**Text**

Not once in the text are the words ‘Fossil Fuels’ ‘Oil’, or ‘Coal’ stated.

The text sets the goal of ending anthropogenic emissions above what sinks take out of the atmosphere at some point in the second half of this century. Besides the wildly unspecific time frame, scientists are telling us this needs to occur before 2050.

The fossil fuel industry is quite literally at war with the Earth. The idea of a ‘climate budget’, allocating the known reserves of oil based on factors such as historical accountability and size of GDP, is not built into the agreement, despite the well known fact there is a fixed limit to the amount we can burn from oil reserves while staying below 1.5C. This means corporate interests are still able to exceed this limit under the current agreement, which makes all the rhetoric nothing more than hot air.

“If they can’t say fossil fuels, then they sure as hell cant regulate fossil fuels”

There is too much emphasis on technological ‘fixes’

The text pushes for investment in research and development of new technologies, particularly on carbon sinks. Dodgy fixes like geo-engineering, false solutions such as clean coal. People like Bill Gates and Richard Branson are looking at market solutions to this problem, when it’s the very nature of the market which is to blame. It’s easier to imagine extracting carbon from the air, than it is to change the economic system.

“The only way you can accept this deal, is if you’re a technological fantasist”

“Do we live within a system capable of saving itself?”

What is needed, is a push for massive investment in the public sphere to get 100% off fossil fuels. The change will pertain to a “strategic economy”, one that will grow some years, and in others will not. There will be high emissions initially to facilitate the change, as we build and develop the infrastructure for a clean economy.

“We’ve now waited so long, the climate struggle cannot be solved by the endless growth model of capitalism”

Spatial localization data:
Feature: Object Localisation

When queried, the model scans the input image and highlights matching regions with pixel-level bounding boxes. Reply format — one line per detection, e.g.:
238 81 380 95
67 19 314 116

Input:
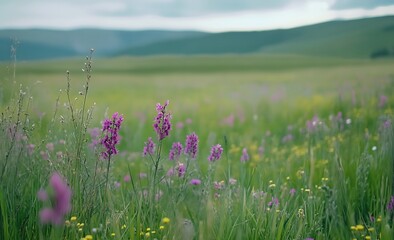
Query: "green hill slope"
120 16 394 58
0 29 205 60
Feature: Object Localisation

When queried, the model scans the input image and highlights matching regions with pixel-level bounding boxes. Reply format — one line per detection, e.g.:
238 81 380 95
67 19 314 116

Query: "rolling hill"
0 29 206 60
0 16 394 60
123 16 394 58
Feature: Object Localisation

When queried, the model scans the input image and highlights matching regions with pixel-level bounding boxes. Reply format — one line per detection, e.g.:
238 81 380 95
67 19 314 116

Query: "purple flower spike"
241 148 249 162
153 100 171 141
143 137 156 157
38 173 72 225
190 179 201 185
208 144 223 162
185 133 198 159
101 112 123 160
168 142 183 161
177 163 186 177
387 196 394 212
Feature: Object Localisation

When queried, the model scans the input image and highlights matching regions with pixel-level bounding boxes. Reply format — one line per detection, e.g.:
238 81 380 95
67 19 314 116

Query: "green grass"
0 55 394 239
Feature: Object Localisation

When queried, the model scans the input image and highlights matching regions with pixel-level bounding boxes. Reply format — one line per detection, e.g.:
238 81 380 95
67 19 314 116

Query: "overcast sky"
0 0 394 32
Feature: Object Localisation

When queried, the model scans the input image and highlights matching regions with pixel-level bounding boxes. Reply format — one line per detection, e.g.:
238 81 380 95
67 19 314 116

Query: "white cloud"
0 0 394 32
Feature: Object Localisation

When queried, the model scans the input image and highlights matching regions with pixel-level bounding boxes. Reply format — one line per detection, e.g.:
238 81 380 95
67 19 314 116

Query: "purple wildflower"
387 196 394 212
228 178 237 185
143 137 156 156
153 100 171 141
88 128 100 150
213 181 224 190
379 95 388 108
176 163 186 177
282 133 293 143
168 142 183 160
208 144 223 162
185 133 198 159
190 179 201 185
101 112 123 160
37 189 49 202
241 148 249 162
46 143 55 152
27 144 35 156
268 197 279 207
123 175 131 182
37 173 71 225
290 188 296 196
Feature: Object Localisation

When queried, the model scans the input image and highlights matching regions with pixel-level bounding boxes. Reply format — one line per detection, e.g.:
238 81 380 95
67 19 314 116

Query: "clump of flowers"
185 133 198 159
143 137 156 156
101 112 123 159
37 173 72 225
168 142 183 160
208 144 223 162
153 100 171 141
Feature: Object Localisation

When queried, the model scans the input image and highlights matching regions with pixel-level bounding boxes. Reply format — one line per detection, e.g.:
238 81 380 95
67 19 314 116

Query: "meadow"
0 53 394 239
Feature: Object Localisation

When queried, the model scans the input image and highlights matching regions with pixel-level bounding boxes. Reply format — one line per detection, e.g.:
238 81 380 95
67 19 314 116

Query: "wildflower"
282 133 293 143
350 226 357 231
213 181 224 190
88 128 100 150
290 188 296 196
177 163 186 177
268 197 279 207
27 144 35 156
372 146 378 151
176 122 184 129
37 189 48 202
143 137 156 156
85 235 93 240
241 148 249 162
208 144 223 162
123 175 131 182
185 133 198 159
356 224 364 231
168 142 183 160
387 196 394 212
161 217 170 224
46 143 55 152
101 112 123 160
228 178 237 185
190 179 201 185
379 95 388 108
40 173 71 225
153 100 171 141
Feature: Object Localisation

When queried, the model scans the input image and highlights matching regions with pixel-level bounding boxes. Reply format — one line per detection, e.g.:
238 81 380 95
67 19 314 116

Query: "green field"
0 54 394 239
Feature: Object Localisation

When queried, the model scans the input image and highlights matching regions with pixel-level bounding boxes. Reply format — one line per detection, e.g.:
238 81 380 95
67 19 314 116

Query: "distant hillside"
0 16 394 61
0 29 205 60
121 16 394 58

**Brief A**
Rewrite the paragraph of the climate agreement critique that begins "The fossil fuel industry is quite literally at war with the Earth" in a shorter form, keeping its main facts.
**Brief B**
Continue the climate agreement critique from its final sentence onward.

**Answer section A**
The fossil fuel industry is at war with the Earth. The agreement omits a "climate budget" that would allocate known oil reserves by historical accountability and GDP size, even though only a fixed amount of those reserves can be burned while staying below 1.5C. Corporate interests can therefore still exceed that limit, which reduces the agreement's rhetoric to hot air.

**Answer section B**
Naomi argues, as she does in her book This Changes Everything, that “Climate change is the best argument we’ve ever had against this type of Capitalism”. That rather than seeing the situation as a crisis, we should see it as an opportunity. The idea of ‘green’ jobs should be redefined to include anything carbon neutral. There are estimates that there are 10 times as many jobs in the green sector than in the fossil fuel industry. Germany, in the midst of the world’s most aggressive renewables transition, propelled by civil will, has seen about 400,000 new jobs in this sector, up from 160,000 10 years ago. In California, 4000 of its 10,000 firefighters, the front line against climate change accelerated devastation, are prison inmates, paid about $2 a day while saving the state hundreds of thousands in costs. Examples like these are untapped potential. In a re-organised economy, hopefully with the implementation of a basic income, the movement will be to take people off jobs which harm the planet while still experiencing economic growth.

In some cities, like Beijing, where the pollution epidemic is regulated on a local level out of necessity, the corporate elite are even worried to let their kids go outside. The very people whose wealth is built on a carbon heavy economy, are realising the world they’ve created is toxic for their children. It’s this sort of awaking that needs to happen throughout civil society; that our neo-liberal free market economy is directly opposed to an ability to live harmoniously on this planet.

The issue is an economic one, the environmental concerns are only byproducts. While the agreement in Paris is rightly hailed as a diplomatic success, it remains a disaster for humanity. Not on any fault of the negotiators, they are simply restricted by the omnipresent influence of the market. With this realisation,  the push for change must come from us, civil society. Political will on it’s own has and is proving incapable.